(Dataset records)
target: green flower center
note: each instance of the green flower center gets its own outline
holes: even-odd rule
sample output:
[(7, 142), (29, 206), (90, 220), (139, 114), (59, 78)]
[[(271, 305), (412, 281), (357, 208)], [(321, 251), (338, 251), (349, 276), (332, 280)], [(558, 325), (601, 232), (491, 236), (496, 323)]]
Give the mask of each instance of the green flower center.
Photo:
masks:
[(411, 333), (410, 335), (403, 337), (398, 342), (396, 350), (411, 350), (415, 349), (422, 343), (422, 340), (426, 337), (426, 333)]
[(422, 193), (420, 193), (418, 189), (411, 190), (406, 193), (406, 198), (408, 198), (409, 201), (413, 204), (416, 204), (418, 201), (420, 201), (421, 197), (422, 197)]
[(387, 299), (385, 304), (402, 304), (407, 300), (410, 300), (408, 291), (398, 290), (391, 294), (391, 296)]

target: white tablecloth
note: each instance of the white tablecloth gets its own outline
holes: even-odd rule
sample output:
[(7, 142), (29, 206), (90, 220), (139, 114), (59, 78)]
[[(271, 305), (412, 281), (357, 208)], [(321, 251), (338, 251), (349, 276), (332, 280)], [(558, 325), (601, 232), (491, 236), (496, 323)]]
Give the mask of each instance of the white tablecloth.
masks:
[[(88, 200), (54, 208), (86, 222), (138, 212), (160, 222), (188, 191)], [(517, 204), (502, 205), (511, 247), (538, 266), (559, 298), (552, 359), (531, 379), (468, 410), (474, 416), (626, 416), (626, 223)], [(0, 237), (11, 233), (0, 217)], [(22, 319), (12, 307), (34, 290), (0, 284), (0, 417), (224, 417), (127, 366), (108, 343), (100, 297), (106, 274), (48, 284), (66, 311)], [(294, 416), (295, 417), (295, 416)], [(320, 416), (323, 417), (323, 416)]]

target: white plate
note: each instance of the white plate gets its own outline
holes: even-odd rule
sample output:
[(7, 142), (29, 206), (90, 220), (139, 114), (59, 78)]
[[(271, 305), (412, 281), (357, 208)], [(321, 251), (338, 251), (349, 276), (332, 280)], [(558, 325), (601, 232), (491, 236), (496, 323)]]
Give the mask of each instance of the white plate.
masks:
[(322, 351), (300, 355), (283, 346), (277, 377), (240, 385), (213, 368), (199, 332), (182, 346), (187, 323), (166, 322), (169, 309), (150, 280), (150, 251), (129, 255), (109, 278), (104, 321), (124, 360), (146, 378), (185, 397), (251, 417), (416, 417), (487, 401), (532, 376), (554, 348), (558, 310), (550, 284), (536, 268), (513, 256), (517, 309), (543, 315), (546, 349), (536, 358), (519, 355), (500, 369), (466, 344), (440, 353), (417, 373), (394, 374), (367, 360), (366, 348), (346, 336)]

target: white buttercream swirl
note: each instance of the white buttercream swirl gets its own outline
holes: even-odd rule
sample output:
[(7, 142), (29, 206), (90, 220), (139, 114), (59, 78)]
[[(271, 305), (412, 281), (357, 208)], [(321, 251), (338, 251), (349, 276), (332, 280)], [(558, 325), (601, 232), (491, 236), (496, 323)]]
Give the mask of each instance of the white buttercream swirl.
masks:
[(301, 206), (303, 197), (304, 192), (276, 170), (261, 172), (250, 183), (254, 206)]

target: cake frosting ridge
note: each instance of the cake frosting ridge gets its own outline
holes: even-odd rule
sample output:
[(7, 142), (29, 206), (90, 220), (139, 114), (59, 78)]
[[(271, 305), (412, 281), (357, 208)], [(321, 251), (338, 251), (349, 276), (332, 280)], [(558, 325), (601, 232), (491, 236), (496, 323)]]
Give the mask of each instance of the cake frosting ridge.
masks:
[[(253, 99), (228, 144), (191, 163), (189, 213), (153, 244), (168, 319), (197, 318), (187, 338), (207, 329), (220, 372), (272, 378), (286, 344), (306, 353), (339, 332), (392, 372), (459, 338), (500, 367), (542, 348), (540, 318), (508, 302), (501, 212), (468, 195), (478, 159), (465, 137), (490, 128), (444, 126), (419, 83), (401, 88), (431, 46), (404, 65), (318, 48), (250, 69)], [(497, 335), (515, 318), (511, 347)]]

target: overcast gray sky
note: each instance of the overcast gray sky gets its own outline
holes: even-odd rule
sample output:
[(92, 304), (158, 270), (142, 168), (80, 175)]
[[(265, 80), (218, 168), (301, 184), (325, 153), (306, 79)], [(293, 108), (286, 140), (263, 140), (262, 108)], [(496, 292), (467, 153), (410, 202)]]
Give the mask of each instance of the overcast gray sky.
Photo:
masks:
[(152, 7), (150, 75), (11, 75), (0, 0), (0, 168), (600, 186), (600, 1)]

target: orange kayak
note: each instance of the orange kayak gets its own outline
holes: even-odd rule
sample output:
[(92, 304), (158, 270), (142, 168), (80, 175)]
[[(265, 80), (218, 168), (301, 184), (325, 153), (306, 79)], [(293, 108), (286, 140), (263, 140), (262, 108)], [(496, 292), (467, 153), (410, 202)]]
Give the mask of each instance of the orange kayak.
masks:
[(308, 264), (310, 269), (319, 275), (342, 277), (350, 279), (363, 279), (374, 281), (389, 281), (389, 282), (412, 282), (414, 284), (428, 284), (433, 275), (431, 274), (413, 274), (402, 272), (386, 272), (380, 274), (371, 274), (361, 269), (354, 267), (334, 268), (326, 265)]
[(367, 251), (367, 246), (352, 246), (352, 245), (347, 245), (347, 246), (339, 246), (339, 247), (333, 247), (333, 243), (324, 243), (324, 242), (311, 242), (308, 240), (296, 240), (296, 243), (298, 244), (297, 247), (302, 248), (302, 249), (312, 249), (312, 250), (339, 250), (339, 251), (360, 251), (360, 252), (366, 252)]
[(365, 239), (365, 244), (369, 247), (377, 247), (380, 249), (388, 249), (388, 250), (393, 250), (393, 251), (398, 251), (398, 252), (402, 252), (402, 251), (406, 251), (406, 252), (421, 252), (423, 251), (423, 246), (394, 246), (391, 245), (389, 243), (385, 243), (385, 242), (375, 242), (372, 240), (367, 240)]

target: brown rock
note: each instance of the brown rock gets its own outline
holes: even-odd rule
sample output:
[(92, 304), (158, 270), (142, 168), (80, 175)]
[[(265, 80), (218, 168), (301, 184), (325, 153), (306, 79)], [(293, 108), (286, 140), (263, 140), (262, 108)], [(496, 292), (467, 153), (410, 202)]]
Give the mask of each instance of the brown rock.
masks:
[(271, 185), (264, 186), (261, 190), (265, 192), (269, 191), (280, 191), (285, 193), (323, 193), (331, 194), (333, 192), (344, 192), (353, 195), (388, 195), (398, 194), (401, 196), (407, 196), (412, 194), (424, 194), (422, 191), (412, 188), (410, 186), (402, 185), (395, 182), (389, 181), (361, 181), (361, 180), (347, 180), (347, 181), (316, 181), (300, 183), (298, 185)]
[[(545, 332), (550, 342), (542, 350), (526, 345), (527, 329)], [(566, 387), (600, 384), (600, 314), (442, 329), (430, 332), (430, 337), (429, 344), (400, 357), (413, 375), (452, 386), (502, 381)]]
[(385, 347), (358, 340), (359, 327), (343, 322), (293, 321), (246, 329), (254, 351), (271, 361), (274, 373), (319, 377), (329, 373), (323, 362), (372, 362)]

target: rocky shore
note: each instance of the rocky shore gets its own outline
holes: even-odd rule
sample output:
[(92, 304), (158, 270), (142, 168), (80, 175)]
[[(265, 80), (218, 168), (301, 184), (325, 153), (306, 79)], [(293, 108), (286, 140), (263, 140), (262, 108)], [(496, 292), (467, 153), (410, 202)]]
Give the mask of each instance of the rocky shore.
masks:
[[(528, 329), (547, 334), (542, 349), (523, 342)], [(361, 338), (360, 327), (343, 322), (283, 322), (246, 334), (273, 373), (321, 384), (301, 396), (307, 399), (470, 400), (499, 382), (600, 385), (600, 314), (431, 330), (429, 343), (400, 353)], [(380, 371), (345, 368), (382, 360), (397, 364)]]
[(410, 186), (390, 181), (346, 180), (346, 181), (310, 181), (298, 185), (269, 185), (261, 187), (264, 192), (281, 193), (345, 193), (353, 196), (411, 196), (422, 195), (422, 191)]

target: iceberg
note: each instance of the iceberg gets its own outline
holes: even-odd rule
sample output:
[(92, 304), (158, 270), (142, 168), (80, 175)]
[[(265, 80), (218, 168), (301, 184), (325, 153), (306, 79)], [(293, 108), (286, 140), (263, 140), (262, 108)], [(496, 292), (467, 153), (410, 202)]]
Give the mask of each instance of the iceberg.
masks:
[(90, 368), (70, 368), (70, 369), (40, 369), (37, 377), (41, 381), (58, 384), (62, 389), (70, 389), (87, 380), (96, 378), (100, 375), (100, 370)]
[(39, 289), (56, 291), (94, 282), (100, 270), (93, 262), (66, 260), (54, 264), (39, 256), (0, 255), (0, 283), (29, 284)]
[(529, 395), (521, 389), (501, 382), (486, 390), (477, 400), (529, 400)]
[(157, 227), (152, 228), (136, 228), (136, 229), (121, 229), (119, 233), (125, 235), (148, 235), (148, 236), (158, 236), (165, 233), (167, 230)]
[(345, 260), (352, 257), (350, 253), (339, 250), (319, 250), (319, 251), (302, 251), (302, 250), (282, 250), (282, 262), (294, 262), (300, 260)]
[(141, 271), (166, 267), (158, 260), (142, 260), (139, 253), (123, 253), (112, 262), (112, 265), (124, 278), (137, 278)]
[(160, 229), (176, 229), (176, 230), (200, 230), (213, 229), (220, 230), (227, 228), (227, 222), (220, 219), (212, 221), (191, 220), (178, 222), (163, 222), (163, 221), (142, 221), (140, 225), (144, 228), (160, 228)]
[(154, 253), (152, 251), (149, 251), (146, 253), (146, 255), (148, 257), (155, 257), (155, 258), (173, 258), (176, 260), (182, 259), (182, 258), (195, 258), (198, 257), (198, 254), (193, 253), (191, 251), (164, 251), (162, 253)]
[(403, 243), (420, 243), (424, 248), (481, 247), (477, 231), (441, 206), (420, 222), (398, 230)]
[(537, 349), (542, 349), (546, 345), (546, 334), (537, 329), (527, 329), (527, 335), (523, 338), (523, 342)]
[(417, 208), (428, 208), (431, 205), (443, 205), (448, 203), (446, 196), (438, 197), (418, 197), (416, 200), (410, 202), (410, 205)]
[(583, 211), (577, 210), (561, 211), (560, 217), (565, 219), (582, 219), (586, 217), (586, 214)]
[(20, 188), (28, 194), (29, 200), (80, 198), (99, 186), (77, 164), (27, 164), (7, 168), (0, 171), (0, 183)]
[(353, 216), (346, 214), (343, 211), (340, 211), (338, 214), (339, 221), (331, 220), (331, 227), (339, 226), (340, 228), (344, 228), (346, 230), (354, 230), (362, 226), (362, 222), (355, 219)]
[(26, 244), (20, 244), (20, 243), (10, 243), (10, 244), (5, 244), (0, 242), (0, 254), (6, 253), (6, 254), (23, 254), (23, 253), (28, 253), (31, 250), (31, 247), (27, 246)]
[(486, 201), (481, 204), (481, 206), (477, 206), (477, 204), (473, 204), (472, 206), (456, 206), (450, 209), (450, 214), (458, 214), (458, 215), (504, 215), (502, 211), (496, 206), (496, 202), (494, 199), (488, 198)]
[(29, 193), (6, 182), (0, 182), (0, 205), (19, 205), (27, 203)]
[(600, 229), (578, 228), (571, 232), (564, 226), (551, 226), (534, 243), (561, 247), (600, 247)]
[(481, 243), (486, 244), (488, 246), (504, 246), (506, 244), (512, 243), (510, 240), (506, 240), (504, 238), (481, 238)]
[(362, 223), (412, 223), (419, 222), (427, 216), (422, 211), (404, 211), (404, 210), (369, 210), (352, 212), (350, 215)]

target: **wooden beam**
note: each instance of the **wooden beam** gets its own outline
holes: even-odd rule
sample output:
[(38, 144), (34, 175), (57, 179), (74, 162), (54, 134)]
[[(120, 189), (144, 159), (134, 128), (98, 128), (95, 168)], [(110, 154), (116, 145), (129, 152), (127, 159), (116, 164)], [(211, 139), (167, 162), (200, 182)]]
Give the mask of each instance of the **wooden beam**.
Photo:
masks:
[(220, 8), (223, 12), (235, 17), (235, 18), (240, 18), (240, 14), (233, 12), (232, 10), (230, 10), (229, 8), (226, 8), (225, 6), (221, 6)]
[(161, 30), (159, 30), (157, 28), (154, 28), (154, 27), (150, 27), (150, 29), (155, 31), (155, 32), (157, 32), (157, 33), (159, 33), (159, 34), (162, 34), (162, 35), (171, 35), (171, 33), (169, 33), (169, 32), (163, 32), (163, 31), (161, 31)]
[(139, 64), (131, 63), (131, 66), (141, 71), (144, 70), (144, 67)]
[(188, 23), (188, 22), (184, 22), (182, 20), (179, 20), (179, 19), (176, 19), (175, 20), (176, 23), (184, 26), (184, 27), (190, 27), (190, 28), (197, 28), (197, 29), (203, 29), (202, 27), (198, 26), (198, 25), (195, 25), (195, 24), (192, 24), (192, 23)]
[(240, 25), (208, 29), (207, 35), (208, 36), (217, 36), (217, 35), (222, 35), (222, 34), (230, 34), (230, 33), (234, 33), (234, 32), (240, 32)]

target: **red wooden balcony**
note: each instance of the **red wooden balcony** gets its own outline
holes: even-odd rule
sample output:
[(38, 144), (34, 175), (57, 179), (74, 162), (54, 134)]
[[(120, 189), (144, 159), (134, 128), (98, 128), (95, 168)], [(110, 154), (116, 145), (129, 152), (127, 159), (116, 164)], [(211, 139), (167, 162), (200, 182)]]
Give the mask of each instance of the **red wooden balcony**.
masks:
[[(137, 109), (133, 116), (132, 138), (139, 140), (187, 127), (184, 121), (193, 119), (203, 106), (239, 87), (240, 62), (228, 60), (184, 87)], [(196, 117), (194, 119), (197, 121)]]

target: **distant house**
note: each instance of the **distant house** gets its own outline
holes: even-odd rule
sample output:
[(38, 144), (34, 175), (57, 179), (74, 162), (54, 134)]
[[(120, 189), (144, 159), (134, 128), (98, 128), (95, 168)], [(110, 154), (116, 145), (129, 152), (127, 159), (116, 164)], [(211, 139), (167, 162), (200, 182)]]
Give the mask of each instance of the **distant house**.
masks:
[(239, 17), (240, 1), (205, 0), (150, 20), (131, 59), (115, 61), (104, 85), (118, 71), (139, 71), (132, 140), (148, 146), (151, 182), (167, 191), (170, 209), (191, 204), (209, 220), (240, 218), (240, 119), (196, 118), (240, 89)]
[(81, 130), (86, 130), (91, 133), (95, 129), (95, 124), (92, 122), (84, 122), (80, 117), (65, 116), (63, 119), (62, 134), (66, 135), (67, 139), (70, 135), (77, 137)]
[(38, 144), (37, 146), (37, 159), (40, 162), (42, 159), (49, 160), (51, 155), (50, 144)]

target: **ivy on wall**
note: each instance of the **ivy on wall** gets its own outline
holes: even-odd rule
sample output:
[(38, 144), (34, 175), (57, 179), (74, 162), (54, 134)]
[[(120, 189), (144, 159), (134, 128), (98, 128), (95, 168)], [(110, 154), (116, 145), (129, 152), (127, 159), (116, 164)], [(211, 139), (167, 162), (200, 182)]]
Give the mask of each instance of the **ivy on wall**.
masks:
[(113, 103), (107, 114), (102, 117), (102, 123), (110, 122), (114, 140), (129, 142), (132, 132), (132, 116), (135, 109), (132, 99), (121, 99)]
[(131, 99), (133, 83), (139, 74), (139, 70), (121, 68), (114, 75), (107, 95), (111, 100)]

◆ What to do
Among the entries above, copy exactly only the lines starting with the one containing "note: each instance of the white plate" and going through the one containing "Give the mask of each instance of the white plate.", both ends included.

◆ Response to the task
note: each instance of the white plate gets its own outline
holes: even-odd rule
sample output:
[(7, 142), (29, 206), (90, 220), (139, 114), (59, 78)]
[[(271, 305), (412, 281), (357, 208)], [(321, 251), (338, 251), (349, 276), (332, 280)], [(558, 325), (601, 232), (491, 236), (496, 323)]]
Give the mask of each instance of the white plate.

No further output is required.